● **YOUR GOAL**: Report every line of the listing that contains the word "floor".

● **RECORDED INFORMATION**:
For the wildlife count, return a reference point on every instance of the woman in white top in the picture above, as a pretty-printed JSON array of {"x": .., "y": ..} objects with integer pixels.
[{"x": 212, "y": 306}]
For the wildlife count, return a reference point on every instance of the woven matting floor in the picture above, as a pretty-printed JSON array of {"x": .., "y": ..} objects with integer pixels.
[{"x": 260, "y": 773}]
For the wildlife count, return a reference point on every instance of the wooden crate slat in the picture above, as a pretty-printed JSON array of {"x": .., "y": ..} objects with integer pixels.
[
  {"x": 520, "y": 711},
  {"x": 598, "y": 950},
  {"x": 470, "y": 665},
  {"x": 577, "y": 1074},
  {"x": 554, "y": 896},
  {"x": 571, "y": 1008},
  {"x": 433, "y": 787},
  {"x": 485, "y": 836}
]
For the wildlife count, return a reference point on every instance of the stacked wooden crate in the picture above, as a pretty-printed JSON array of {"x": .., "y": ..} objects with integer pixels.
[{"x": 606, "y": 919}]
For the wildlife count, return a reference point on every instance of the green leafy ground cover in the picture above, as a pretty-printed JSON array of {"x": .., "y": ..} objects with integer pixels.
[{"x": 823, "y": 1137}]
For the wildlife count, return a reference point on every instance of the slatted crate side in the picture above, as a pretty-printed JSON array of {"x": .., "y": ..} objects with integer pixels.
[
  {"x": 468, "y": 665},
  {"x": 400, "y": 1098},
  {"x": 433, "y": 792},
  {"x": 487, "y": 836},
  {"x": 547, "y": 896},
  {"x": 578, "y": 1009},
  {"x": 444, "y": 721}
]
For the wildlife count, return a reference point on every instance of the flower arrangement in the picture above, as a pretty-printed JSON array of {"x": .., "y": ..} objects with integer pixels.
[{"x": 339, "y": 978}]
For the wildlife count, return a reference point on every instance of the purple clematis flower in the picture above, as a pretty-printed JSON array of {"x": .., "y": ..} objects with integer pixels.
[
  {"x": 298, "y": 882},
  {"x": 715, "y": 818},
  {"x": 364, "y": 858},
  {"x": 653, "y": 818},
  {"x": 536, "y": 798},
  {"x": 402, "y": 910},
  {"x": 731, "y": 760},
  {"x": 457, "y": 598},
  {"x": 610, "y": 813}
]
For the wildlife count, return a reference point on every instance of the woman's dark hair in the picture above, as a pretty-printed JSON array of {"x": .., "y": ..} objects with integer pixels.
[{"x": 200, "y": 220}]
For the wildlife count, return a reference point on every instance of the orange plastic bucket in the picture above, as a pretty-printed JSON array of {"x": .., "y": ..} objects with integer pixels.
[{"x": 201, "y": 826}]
---
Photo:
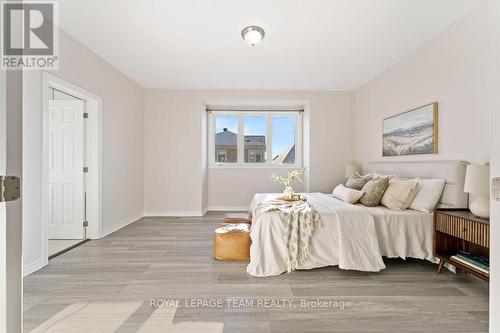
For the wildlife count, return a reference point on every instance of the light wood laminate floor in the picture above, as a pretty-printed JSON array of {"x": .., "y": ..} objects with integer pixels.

● **ANSWER TO THE TASK**:
For the wildlife count, return a reference point on every instance of the woven matting floor in the picture above, as a pretty-printed JSON array of {"x": .., "y": ..} objects with integer pixels.
For the wildlife count, return a reference point on every instance of the light wood laminate floor in the picture above, as a pretty-printed JSON array of {"x": .., "y": ..} objects with integer pixels.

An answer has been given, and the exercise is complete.